◆ RECORDS PROVIDED
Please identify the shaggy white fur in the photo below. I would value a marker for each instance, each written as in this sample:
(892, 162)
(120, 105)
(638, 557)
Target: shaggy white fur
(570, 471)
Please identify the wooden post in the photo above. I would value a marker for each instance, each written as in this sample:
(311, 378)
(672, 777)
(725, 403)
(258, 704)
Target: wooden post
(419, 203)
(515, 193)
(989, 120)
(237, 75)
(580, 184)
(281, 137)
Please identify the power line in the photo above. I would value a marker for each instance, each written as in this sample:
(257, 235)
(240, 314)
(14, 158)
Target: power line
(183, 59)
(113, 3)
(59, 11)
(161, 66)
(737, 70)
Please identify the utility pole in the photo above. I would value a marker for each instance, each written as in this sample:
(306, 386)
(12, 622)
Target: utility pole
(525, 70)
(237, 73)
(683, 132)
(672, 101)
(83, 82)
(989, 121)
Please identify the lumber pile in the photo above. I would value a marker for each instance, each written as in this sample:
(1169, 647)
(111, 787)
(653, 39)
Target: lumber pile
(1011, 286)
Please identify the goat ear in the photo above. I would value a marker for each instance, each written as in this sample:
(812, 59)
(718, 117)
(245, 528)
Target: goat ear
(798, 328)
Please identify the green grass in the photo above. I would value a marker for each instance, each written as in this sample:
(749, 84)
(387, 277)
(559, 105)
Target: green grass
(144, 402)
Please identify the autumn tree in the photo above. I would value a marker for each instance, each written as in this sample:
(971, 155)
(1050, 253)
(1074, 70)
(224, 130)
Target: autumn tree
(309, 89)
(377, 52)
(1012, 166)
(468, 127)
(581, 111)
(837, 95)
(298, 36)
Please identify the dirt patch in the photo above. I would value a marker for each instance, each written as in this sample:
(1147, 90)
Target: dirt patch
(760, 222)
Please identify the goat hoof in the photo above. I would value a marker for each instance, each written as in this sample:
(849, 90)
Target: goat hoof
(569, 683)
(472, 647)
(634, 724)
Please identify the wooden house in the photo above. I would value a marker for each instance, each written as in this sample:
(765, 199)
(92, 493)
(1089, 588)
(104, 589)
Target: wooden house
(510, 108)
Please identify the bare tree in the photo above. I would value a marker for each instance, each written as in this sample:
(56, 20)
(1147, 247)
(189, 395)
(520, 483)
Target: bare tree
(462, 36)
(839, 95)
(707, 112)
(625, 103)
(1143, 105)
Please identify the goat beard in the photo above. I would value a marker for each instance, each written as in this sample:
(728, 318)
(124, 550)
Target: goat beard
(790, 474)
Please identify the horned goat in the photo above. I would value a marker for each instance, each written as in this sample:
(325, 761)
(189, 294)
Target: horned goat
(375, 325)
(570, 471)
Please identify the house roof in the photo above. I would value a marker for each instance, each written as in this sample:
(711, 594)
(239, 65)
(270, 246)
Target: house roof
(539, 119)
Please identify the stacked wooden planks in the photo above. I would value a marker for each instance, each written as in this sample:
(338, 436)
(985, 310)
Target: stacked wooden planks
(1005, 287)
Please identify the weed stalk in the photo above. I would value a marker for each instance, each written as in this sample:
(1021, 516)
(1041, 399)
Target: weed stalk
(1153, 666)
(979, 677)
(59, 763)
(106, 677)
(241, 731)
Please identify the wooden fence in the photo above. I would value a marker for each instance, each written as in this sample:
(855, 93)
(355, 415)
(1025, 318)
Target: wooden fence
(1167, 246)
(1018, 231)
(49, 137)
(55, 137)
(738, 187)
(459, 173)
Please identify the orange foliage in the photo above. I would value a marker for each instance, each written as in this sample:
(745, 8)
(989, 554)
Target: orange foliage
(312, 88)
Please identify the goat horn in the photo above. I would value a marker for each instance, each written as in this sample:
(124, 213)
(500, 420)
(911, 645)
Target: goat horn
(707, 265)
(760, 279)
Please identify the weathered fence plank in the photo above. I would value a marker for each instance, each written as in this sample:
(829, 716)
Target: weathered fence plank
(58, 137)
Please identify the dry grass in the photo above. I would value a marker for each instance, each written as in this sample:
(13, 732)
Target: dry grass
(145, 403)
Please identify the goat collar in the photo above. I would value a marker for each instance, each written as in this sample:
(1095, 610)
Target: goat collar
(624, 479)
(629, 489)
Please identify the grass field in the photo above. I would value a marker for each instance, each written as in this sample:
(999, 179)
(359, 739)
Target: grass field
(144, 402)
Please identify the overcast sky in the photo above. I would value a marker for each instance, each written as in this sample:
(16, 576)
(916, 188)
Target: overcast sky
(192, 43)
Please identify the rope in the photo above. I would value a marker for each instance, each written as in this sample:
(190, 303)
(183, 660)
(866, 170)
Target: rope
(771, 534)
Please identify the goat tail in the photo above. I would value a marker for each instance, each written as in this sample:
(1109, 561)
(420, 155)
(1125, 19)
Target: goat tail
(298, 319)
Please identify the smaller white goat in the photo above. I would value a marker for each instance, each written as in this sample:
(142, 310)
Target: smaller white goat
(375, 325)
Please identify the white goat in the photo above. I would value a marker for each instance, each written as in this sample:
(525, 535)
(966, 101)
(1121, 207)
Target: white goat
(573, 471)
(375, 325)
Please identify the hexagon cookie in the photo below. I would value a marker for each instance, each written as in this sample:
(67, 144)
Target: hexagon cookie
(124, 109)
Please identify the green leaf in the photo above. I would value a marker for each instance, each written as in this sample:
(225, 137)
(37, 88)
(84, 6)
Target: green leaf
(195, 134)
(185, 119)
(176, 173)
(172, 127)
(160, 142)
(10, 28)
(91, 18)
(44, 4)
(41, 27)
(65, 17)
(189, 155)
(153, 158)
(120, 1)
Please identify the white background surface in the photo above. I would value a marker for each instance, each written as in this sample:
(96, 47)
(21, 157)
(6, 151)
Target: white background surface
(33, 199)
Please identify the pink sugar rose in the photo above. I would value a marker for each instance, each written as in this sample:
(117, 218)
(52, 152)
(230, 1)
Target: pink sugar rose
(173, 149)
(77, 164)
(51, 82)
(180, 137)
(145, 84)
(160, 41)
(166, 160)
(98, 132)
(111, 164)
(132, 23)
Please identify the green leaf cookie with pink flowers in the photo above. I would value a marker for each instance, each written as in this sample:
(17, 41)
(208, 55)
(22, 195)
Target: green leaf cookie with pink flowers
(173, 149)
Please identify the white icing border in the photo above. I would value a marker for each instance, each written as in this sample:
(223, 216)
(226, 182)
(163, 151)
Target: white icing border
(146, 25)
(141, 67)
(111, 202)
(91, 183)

◆ AIM OF THE TASK
Reproduce the entries above in full, verbatim.

◆ SOLUTION FOR THIS EXERCISE
Please identify the shaggy white fur in the photo below. I would value a marker for each instance, each written as in this sample:
(892, 162)
(120, 105)
(638, 557)
Target: shaggy white fur
(570, 471)
Please identify the wooden post in the photo above. I would value a marker for each instance, each written as in this sample:
(311, 378)
(672, 777)
(725, 403)
(258, 704)
Target: wooden post
(419, 203)
(515, 193)
(989, 120)
(237, 75)
(580, 184)
(281, 137)
Please identify the power line in the photo above. I would value a marker for each instance, each written as in this sample:
(257, 235)
(240, 314)
(14, 158)
Target: power line
(183, 59)
(113, 3)
(59, 11)
(161, 66)
(737, 70)
Please identify the utility pole in the photo above. I would value a marker for each instance, each written as in this sample:
(306, 386)
(12, 622)
Target: utility pole
(525, 70)
(237, 73)
(683, 132)
(672, 101)
(83, 82)
(989, 121)
Please identify the lumber pile in the photo above. I would value a marker for each instance, each written as in this sample:
(1169, 647)
(111, 787)
(653, 39)
Target: lumber pile
(1011, 286)
Please identify the goat ear in the photo above. I would value a marker for each instance, each written as in this sample:
(812, 59)
(718, 117)
(245, 528)
Target: goat ear
(798, 328)
Please identify the green grass in the photo above. I would value a marker for each instance, each written as in this sample:
(749, 84)
(387, 277)
(559, 105)
Target: green grass
(144, 402)
Please identify the autumn tree in the photo above. I would value a marker for each instance, each written as in this sample:
(971, 155)
(1050, 253)
(1074, 70)
(224, 130)
Target: autumn tree
(309, 89)
(377, 52)
(1012, 166)
(468, 127)
(581, 111)
(837, 95)
(298, 36)
Please identify the dirt patch in the photo above. I would value a marker for each instance, each written as in this sample:
(1147, 90)
Target: dirt patch
(760, 222)
Please identify the goat hoof in the photo above. I would value a marker for each instance, each written as in this sample:
(849, 90)
Target: goat hoof
(569, 683)
(472, 647)
(634, 724)
Please identify the wooden house in the photo above. I would value a marker for each instance, each written as in this sample:
(765, 199)
(92, 493)
(1089, 588)
(104, 589)
Target: wooden house
(510, 108)
Please identify the bare tree in the photo above. I would value a marker for each instance, each written as in this sample:
(56, 20)
(1147, 247)
(189, 395)
(520, 483)
Target: bare tree
(462, 36)
(839, 95)
(707, 112)
(625, 103)
(1143, 105)
Please identify the goat beard in the photo above. I would value a marker for each instance, each written as in this sample:
(728, 318)
(124, 550)
Target: goat beard
(790, 474)
Please identify the horned goat in the photo above. I would value a marker for each instance, each written as in this sample:
(325, 761)
(189, 294)
Target: horned goat
(375, 325)
(570, 471)
Please identify the house roof in the photo above. I would value a marker for each instance, each written as in this sample:
(711, 594)
(239, 65)
(270, 246)
Target: house roof
(539, 119)
Please identify the stacked wooden planks in the photo above. I would value a marker for each instance, each written as in this sample:
(338, 436)
(985, 310)
Target: stacked wooden planks
(1005, 287)
Please identify the weed stalk in the photo above. I would value a marker for each instance, each written as in this sample:
(1021, 516)
(1041, 399)
Target: weed stalk
(1153, 666)
(979, 677)
(59, 763)
(106, 677)
(241, 731)
Please identify the wooden fence in the photo above. I would value a marker for each instance, each written as in this sample:
(855, 93)
(355, 415)
(1025, 318)
Target: wooden fence
(1167, 246)
(1018, 231)
(49, 137)
(55, 137)
(738, 187)
(459, 173)
Please identify the orange foliage in the photo above. I would value a marker for each instance, each written as in this sample:
(745, 8)
(989, 554)
Target: orange foliage
(312, 88)
Please identify the goat horn in the photo above. I would value a marker for each instance, each written as in this sample:
(124, 213)
(500, 420)
(911, 645)
Target: goat horn
(707, 265)
(760, 279)
Please identify the weathered fence plank in the photo above. I would value a marker for each instance, each written as in this sample:
(829, 716)
Target: weathered fence plank
(58, 137)
Please identify the dry grass in the photo above. I would value a marker for each instance, each written as in this sample:
(13, 732)
Target: dry grass
(145, 403)
Please identify the goat collar in the photo above. I would value a marker for each instance, each written as in this sample:
(1095, 610)
Target: goat collar
(624, 479)
(629, 489)
Please identify the grass field in the photo above. I would value a marker for each instance, each written as in this sample:
(999, 179)
(359, 739)
Target: grass field
(144, 402)
Please identify the overcast sky in the photo above. I would value a marker for each instance, each written as in this sample:
(16, 576)
(916, 188)
Target: overcast sky
(192, 43)
Please identify the rope in the photo above. I would value a marker for each instance, each written as in this sample:
(190, 303)
(183, 660)
(866, 170)
Target: rope
(771, 534)
Please identify the goat tail in the photo above. I would value a marker for each instance, each written as in this sample:
(1109, 561)
(420, 155)
(1125, 19)
Target: goat tail
(298, 319)
Please identify the smaller white goat in the photo above. I would value a marker for each instance, each written as in this sample:
(142, 310)
Target: smaller white goat
(375, 325)
Please identify the white goat in the photo above. I would value a marker for each instance, each written as in this sample:
(525, 535)
(966, 101)
(1121, 207)
Target: white goat
(573, 471)
(375, 325)
Please identify the hexagon cookie in the photo below. I would value a marker for each instance, each written as in this sample:
(67, 144)
Target: hexagon cookie
(124, 109)
Please identify the green leaf in the photo above. I would value a marker for each instance, each written as in this sample:
(225, 137)
(37, 88)
(84, 6)
Target: green leaf
(195, 134)
(185, 119)
(176, 173)
(172, 127)
(160, 142)
(10, 28)
(91, 18)
(44, 4)
(41, 27)
(65, 17)
(189, 155)
(153, 158)
(120, 1)
Please identify the white background surface in the photo above. I would value a marker for each instance, each written as in this sample:
(96, 47)
(21, 157)
(6, 151)
Target: white background surface
(33, 199)
Please identify the pink sugar rose in the photo above. I would value a marker for each instance, each written as in this sample:
(117, 218)
(52, 152)
(230, 1)
Target: pink sugar rose
(173, 149)
(77, 164)
(51, 82)
(180, 137)
(145, 84)
(160, 41)
(166, 160)
(98, 132)
(111, 164)
(132, 23)
Please identify the green leaf cookie with pink flowers in the photo above. I would value a marker for each instance, each written as in this sample:
(17, 41)
(208, 55)
(22, 195)
Target: green leaf cookie with pink flowers
(173, 149)
Please identify the white icing border in the photo above. I would value a marker for each instance, each written as in this sample:
(223, 216)
(226, 182)
(163, 151)
Target: white icing border
(146, 25)
(141, 67)
(111, 202)
(91, 183)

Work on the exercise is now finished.